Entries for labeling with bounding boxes
——
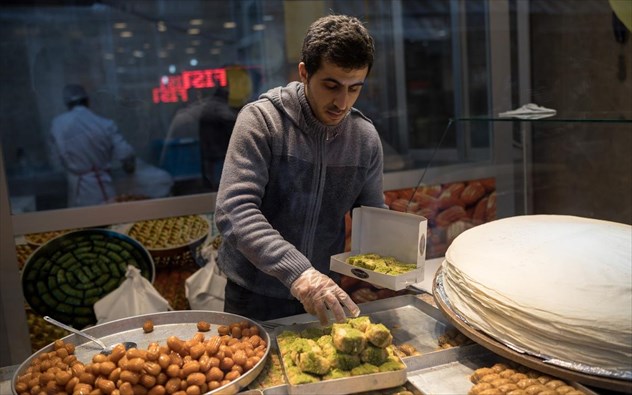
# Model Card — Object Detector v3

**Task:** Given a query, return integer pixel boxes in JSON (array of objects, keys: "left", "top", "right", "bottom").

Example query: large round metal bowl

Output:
[
  {"left": 11, "top": 310, "right": 271, "bottom": 395},
  {"left": 22, "top": 229, "right": 155, "bottom": 329}
]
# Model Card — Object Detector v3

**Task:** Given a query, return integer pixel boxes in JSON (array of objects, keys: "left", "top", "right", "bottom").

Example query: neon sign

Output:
[{"left": 152, "top": 69, "right": 228, "bottom": 103}]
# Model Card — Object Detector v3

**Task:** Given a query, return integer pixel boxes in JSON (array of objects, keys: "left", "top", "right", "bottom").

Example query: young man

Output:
[{"left": 215, "top": 15, "right": 386, "bottom": 324}]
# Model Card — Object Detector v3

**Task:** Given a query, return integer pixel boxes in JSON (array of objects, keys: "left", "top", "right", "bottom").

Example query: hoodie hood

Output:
[{"left": 259, "top": 81, "right": 372, "bottom": 137}]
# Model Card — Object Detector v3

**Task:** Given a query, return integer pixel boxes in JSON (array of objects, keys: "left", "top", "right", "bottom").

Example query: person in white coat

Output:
[{"left": 51, "top": 84, "right": 136, "bottom": 207}]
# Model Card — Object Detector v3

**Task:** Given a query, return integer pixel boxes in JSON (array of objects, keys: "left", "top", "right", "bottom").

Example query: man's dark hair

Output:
[{"left": 301, "top": 15, "right": 375, "bottom": 76}]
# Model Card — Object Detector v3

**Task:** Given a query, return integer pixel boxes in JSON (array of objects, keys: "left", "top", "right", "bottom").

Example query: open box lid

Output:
[
  {"left": 351, "top": 206, "right": 427, "bottom": 267},
  {"left": 329, "top": 207, "right": 428, "bottom": 291}
]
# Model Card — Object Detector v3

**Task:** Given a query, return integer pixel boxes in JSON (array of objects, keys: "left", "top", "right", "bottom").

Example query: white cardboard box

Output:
[{"left": 329, "top": 207, "right": 428, "bottom": 291}]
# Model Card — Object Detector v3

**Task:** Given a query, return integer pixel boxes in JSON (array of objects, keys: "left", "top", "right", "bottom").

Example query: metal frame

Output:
[{"left": 0, "top": 0, "right": 530, "bottom": 366}]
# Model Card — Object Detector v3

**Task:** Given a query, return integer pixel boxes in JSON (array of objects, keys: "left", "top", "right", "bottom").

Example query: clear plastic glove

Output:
[{"left": 290, "top": 268, "right": 360, "bottom": 325}]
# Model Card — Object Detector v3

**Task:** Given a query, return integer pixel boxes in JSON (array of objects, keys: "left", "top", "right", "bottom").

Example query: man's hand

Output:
[{"left": 290, "top": 268, "right": 360, "bottom": 325}]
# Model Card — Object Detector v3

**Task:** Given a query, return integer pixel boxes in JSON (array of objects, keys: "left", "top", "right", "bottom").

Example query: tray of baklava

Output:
[
  {"left": 249, "top": 295, "right": 596, "bottom": 395},
  {"left": 250, "top": 295, "right": 470, "bottom": 395}
]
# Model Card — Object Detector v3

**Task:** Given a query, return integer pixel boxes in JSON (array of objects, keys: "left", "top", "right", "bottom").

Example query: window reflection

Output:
[{"left": 0, "top": 0, "right": 489, "bottom": 213}]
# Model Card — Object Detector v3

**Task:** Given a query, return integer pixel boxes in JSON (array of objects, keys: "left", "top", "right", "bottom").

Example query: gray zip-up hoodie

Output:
[{"left": 215, "top": 82, "right": 386, "bottom": 299}]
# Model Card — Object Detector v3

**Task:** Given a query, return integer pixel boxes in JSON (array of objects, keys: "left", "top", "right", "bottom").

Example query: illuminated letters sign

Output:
[{"left": 152, "top": 69, "right": 228, "bottom": 103}]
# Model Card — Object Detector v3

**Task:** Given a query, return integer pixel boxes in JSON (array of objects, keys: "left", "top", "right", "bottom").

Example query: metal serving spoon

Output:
[{"left": 44, "top": 315, "right": 136, "bottom": 355}]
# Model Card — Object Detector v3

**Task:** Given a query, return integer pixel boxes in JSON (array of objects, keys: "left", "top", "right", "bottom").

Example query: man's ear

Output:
[{"left": 298, "top": 62, "right": 307, "bottom": 84}]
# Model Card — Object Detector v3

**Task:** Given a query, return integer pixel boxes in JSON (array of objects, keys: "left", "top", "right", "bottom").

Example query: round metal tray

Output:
[
  {"left": 125, "top": 215, "right": 211, "bottom": 258},
  {"left": 432, "top": 267, "right": 632, "bottom": 393},
  {"left": 11, "top": 310, "right": 270, "bottom": 395},
  {"left": 21, "top": 229, "right": 155, "bottom": 329}
]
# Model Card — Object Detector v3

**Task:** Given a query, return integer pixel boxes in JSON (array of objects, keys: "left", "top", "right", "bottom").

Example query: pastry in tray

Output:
[
  {"left": 277, "top": 316, "right": 406, "bottom": 385},
  {"left": 127, "top": 215, "right": 209, "bottom": 251},
  {"left": 468, "top": 363, "right": 585, "bottom": 395},
  {"left": 347, "top": 253, "right": 417, "bottom": 276}
]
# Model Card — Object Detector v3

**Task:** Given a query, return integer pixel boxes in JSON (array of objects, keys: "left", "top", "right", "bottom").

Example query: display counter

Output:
[{"left": 0, "top": 293, "right": 615, "bottom": 395}]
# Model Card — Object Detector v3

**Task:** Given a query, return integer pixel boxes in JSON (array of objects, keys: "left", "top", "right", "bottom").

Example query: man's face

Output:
[{"left": 298, "top": 62, "right": 369, "bottom": 126}]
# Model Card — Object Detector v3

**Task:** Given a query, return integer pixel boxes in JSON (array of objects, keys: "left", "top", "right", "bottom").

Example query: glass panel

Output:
[{"left": 0, "top": 0, "right": 487, "bottom": 213}]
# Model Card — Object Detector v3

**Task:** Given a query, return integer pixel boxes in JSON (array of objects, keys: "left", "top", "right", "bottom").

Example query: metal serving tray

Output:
[
  {"left": 272, "top": 321, "right": 406, "bottom": 395},
  {"left": 11, "top": 310, "right": 271, "bottom": 395},
  {"left": 406, "top": 344, "right": 597, "bottom": 395},
  {"left": 268, "top": 295, "right": 453, "bottom": 354}
]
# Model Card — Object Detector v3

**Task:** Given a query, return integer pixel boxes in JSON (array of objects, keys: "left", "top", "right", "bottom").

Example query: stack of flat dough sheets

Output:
[{"left": 442, "top": 215, "right": 632, "bottom": 379}]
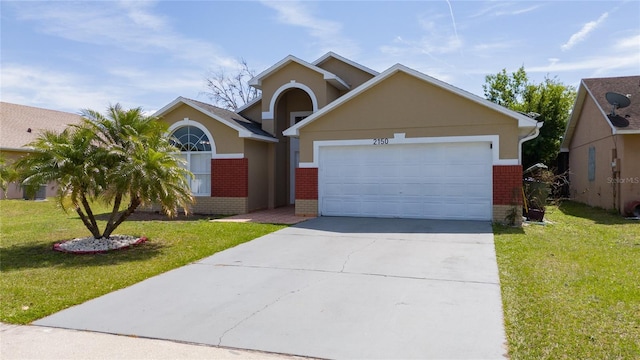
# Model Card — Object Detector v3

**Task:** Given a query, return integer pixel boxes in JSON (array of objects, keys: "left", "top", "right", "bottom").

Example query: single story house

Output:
[
  {"left": 155, "top": 52, "right": 542, "bottom": 222},
  {"left": 561, "top": 75, "right": 640, "bottom": 215},
  {"left": 0, "top": 102, "right": 82, "bottom": 199}
]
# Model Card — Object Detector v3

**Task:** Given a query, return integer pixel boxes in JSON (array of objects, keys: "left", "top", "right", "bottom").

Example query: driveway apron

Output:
[{"left": 35, "top": 217, "right": 506, "bottom": 359}]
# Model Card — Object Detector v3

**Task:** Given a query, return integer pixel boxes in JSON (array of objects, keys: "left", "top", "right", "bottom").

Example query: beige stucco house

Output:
[
  {"left": 155, "top": 53, "right": 542, "bottom": 222},
  {"left": 561, "top": 76, "right": 640, "bottom": 215},
  {"left": 0, "top": 102, "right": 81, "bottom": 199}
]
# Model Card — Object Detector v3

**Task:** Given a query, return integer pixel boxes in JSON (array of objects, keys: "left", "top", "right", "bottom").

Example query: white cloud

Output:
[
  {"left": 380, "top": 10, "right": 464, "bottom": 63},
  {"left": 11, "top": 1, "right": 236, "bottom": 67},
  {"left": 614, "top": 34, "right": 640, "bottom": 53},
  {"left": 0, "top": 63, "right": 203, "bottom": 112},
  {"left": 262, "top": 1, "right": 359, "bottom": 57},
  {"left": 560, "top": 12, "right": 609, "bottom": 51},
  {"left": 1, "top": 64, "right": 117, "bottom": 112},
  {"left": 470, "top": 2, "right": 541, "bottom": 18},
  {"left": 526, "top": 54, "right": 640, "bottom": 74}
]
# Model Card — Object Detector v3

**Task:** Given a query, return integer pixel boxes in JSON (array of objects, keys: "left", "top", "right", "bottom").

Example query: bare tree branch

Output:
[{"left": 204, "top": 58, "right": 260, "bottom": 111}]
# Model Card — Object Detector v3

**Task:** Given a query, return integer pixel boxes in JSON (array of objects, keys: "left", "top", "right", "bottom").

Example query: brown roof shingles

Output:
[
  {"left": 582, "top": 75, "right": 640, "bottom": 130},
  {"left": 0, "top": 102, "right": 82, "bottom": 150}
]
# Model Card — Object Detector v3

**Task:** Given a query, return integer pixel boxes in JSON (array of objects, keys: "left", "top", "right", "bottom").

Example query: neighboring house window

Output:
[
  {"left": 589, "top": 146, "right": 596, "bottom": 181},
  {"left": 171, "top": 125, "right": 211, "bottom": 196}
]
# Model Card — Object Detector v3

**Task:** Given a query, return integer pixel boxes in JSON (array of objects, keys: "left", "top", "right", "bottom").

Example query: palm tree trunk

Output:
[
  {"left": 105, "top": 194, "right": 122, "bottom": 233},
  {"left": 102, "top": 197, "right": 140, "bottom": 238},
  {"left": 76, "top": 206, "right": 100, "bottom": 239},
  {"left": 82, "top": 194, "right": 100, "bottom": 239}
]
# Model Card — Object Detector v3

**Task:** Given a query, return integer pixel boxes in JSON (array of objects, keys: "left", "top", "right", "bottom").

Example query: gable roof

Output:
[
  {"left": 313, "top": 51, "right": 380, "bottom": 76},
  {"left": 560, "top": 75, "right": 640, "bottom": 152},
  {"left": 249, "top": 55, "right": 350, "bottom": 90},
  {"left": 236, "top": 51, "right": 380, "bottom": 113},
  {"left": 0, "top": 102, "right": 82, "bottom": 151},
  {"left": 283, "top": 64, "right": 542, "bottom": 136},
  {"left": 153, "top": 96, "right": 278, "bottom": 142}
]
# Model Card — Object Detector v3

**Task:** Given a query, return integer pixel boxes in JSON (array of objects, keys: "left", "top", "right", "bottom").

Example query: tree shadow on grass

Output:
[
  {"left": 558, "top": 201, "right": 640, "bottom": 225},
  {"left": 0, "top": 242, "right": 165, "bottom": 272},
  {"left": 91, "top": 211, "right": 222, "bottom": 222}
]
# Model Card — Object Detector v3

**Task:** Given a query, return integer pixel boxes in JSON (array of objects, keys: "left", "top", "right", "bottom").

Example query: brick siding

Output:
[
  {"left": 493, "top": 165, "right": 522, "bottom": 205},
  {"left": 296, "top": 168, "right": 318, "bottom": 200},
  {"left": 211, "top": 158, "right": 249, "bottom": 198},
  {"left": 296, "top": 199, "right": 318, "bottom": 216}
]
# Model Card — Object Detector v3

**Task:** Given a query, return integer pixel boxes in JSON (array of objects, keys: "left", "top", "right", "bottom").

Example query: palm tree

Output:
[
  {"left": 17, "top": 104, "right": 193, "bottom": 239},
  {"left": 0, "top": 153, "right": 18, "bottom": 199}
]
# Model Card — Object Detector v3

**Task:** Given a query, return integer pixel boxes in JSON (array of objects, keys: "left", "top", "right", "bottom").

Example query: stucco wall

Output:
[
  {"left": 0, "top": 150, "right": 58, "bottom": 199},
  {"left": 262, "top": 62, "right": 330, "bottom": 112},
  {"left": 318, "top": 58, "right": 373, "bottom": 90},
  {"left": 300, "top": 73, "right": 518, "bottom": 162},
  {"left": 245, "top": 140, "right": 269, "bottom": 211},
  {"left": 162, "top": 104, "right": 244, "bottom": 154},
  {"left": 614, "top": 134, "right": 640, "bottom": 209},
  {"left": 569, "top": 96, "right": 617, "bottom": 209},
  {"left": 240, "top": 100, "right": 262, "bottom": 123}
]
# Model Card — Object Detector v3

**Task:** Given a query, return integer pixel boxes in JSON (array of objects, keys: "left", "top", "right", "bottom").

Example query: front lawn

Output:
[
  {"left": 0, "top": 199, "right": 284, "bottom": 324},
  {"left": 494, "top": 202, "right": 640, "bottom": 359}
]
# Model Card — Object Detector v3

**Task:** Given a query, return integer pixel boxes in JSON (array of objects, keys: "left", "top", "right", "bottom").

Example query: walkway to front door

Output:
[{"left": 212, "top": 205, "right": 311, "bottom": 225}]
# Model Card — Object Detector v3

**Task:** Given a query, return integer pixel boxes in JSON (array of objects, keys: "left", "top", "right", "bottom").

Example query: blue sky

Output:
[{"left": 0, "top": 0, "right": 640, "bottom": 113}]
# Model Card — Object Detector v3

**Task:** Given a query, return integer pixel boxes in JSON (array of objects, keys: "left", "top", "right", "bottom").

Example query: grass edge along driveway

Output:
[
  {"left": 0, "top": 199, "right": 285, "bottom": 324},
  {"left": 0, "top": 200, "right": 640, "bottom": 359},
  {"left": 494, "top": 202, "right": 640, "bottom": 359}
]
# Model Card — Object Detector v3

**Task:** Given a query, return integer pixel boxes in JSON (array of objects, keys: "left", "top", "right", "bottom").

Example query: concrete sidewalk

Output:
[{"left": 0, "top": 323, "right": 308, "bottom": 360}]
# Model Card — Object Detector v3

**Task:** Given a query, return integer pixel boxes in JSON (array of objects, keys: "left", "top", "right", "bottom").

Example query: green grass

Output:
[
  {"left": 494, "top": 202, "right": 640, "bottom": 359},
  {"left": 0, "top": 200, "right": 284, "bottom": 324}
]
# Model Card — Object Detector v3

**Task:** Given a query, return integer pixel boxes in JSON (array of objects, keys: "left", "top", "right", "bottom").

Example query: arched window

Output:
[{"left": 170, "top": 125, "right": 211, "bottom": 196}]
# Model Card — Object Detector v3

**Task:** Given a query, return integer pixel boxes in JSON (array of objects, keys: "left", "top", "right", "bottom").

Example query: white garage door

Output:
[{"left": 318, "top": 142, "right": 493, "bottom": 220}]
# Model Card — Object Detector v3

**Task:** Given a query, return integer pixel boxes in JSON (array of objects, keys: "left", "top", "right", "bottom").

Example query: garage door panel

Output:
[{"left": 319, "top": 143, "right": 492, "bottom": 220}]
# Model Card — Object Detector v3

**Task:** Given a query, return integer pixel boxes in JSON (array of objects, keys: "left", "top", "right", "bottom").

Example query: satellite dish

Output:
[
  {"left": 604, "top": 92, "right": 631, "bottom": 116},
  {"left": 607, "top": 115, "right": 629, "bottom": 127}
]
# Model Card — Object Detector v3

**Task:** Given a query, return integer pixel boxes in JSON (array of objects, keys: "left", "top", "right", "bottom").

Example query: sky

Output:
[{"left": 0, "top": 0, "right": 640, "bottom": 113}]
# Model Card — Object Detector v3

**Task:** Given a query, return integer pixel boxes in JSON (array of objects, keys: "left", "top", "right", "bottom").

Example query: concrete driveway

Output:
[{"left": 35, "top": 217, "right": 506, "bottom": 359}]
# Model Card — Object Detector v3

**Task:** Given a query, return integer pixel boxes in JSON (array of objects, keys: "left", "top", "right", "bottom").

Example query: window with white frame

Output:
[{"left": 170, "top": 125, "right": 211, "bottom": 196}]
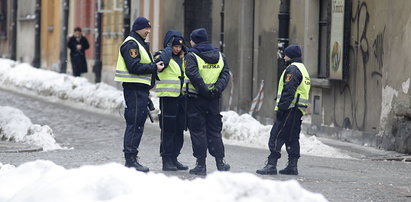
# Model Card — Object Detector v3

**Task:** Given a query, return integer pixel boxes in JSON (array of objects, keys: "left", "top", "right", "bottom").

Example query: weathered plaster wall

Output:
[{"left": 317, "top": 0, "right": 411, "bottom": 152}]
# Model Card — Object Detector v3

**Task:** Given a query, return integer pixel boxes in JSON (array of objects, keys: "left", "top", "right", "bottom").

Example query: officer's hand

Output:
[
  {"left": 208, "top": 88, "right": 220, "bottom": 99},
  {"left": 277, "top": 110, "right": 285, "bottom": 120},
  {"left": 156, "top": 61, "right": 164, "bottom": 72}
]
——
*WHAT IS ASKED*.
State how many lines in the rows above contain the string "driveway", treating case as significant, and give only the number.

*REPLY*.
3